* [PASSAGE FOR REVIEW]:
We are a generation that does not remember anything from the times of the communist totalitarianism; we feel to be Europeans (this does not mean we don’t feel to be Czechs as well), and despite a well-developed social perception, we support a great deal of freedom connected with a great deal of responsibility. And it is unnecessary to interest ourselves too deeply in politics to see rather clear political preferences. Thus, for us, the current (outgoing) government was the best or at least the least bad of the possible solutions. To see how the current turn is perceived all you need to do is visit Facebook and read the statuses of my contemporaries. Many of them are quite outspoken in the way they comment, more or less funnily, on the behaviour of the opposition and the coalition MPs that sank the government. I quite understand them, even though, I personally try to keep a certain decorum. We expect what is to come with a certain worry. We suffer from Havel’s “bad mood”.

* [EXERCISE DATA]:
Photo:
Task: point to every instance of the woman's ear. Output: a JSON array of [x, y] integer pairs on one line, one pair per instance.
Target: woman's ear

* [WHAT YOU SHOULD DO]:
In the passage about the fall of the outgoing government, what does one need to do to see how the current turn is perceived?

* [FINAL ANSWER]:
Visit Facebook and read the statuses of the writer's contemporaries.